_TEXTE SOURCE_.
· · · · · · ·
2014, l’éloge de la patience… et de la défaite ?
Sauf que les choix de la franchise de Pennsylvanie lors de la foire aux prospects annoncent une nouvelle année galère. En prenant Joel Embiid blessé – comme Nerlens Noel l’an dernier – et en échangeant Elfrid Payton contre Dario Saric qui ne rejoindra pas la NBA avant 2 ans, les Sixers ne se sont pas renforcés sur le court terme. Pire, ils ont même continué le grand ménage depuis en envoyant Thaddeus Young remplacer Kevin Love contre Luc Richard Mbah a Moute, Alexey Shved et un tour de draft, se débarrassant ainsi du dernier joueur d’importance du roster de 2012. La page est définitivement tournée. Sam Hinkie a un plan, il ira au bout pour le mettre en oeuvre. Cela réclame de la patience. Mais sera-t-il une réussite ? Seul l’avenir le dira, mais en attendant, les fans vont encore souffrir cette saison, qui pourrait être pire encore que 2013-14. Si, si, c’est possible.
En effet, les “tauliers” qui avaient assuré un départ correct – ou du moins pas trop catastrophique – à l’équipe ne sont plus là. Les jeunes devront donc prendre des responsabilités, sans être entourés. Seul Jason Richardson peut jouer ce rôle de grand frère, mais étant donnée la politique des Sixers, il n’est pas impossible qu’il bouge avant le printemps prochain.
Derrière lui, les joueurs les plus expérimentés sont les nouveaux arrivants Mbah a Moute et Shved. Certes ils peuvent rendre des services, mais aucun des deux n’a le profil de référent pour les plus jeunes. L’arrière russe attaque seulement sa troisième saison NBA, et n’a jamais eu de rôle majeur aux Wolves. Quant au Camerounais, s’il est un bon défenseur sur l’aile et que son professionnalisme n’est absolument pas remis en cause, il n’en demeure pas plus qu’un simple role player. Suffisant pour encadrer la jeunesse de Philly ? Rien n’est moins sûr. De plus les deux anciens de Minnesota arriveront en fin de contrat l’été prochain, il y a donc peu de chance pour que les Sixers s’attachent à eux et les conservent sur le long terme. Au moins ils ne plomberont pas les finances et laisseront la marge de manœuvre à laquelle Philly tient dans son salary cap.
· · · · · · ·
_ENTRÉES EXTRAITES_.

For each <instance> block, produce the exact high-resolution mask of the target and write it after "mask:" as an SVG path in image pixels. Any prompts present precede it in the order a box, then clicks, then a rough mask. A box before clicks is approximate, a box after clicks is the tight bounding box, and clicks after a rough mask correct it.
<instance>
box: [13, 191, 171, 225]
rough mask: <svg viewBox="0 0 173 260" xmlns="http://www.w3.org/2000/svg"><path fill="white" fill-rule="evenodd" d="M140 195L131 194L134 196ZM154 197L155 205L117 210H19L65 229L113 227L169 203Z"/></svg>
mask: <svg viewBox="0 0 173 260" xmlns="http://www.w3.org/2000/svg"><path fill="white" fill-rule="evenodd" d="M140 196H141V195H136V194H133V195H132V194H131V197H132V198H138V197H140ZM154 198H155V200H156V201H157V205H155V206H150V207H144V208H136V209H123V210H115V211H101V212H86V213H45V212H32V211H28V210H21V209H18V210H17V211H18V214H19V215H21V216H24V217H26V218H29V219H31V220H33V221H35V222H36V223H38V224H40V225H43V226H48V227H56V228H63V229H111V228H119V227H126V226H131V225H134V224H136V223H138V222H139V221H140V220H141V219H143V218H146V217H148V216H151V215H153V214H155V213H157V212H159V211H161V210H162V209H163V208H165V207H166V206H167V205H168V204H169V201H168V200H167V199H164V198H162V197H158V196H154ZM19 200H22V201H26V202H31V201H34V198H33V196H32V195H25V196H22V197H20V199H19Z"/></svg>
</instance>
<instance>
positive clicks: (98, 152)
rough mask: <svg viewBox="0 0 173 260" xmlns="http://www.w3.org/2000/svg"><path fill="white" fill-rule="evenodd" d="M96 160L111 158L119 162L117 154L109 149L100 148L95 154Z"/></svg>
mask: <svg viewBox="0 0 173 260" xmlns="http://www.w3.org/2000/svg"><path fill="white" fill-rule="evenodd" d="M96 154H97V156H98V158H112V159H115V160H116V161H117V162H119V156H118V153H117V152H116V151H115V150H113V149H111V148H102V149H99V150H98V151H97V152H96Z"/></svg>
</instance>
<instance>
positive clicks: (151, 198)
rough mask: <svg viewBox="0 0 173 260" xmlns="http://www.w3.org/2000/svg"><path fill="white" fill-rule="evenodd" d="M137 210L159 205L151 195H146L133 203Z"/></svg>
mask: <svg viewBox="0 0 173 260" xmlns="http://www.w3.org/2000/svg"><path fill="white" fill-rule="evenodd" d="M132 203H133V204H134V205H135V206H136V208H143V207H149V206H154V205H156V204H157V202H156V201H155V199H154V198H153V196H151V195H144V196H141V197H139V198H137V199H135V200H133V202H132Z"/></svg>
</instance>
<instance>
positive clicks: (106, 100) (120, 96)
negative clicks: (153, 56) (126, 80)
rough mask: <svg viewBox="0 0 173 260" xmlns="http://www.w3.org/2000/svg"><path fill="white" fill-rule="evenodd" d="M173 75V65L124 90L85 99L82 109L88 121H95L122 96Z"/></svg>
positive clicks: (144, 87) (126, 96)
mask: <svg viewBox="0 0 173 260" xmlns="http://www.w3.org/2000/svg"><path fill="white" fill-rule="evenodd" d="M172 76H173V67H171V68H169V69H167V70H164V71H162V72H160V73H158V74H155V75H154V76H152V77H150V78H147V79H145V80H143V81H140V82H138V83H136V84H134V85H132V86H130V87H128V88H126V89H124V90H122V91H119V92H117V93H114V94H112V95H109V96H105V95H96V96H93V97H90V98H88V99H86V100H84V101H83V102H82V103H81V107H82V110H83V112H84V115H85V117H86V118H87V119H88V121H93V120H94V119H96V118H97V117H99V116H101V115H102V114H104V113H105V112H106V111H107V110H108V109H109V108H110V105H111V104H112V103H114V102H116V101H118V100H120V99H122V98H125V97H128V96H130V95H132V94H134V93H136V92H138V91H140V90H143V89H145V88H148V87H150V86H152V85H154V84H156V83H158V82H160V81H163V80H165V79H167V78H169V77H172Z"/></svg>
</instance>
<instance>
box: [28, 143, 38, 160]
· · · · · · ·
_TÂCHES À RÉALISER_.
A – Répondez à ces questions sur le texte consacré aux Sixers :
(i) Contre quel joueur Elfrid Payton a-t-il été échangé ?
(ii) Quel joueur est présenté comme le seul à pouvoir jouer le rôle de grand frère ?
(iii) À quel moment Mbah a Moute et Shved arriveront-ils en fin de contrat ?
B – Poursuivez le texte consacré aux Sixers après sa dernière phrase.
Les items n’ont aucun rôle ici.

_RÉPONSES AUX TÂCHES_.
A –
(i) Dario Saric.
(ii) Jason Richardson.
(iii) L’été prochain.

B –
Mais à quoi va servir tout cet argent ? De toute son histoire, Philadelphie n’a jamais été une destination privilégiée des free agents. Et ce n’est donc pas une équipe sans valeur sûre qui va attirer les meilleurs joueurs libres. Vous imaginez vraiment Kevin Durant ou LaMarcus Aldridge se bouger en Pennsylvanie pour s’entourer de gamins ? Même LeBron James n’a pas voulu avoir Andrew Wiggins et Anthony Bennett à ses côtés à Cleveland, sachant très bien que pour gagner il faut des joueurs confirmés. Mais là n’est pas la question, puisque c’est surtout pour la saison prochaine qu’il faut s’inquiéter dans les gradins du Wells Fargo Center. L’avenir plus lointain aura le temps d’être débattu le moment venu.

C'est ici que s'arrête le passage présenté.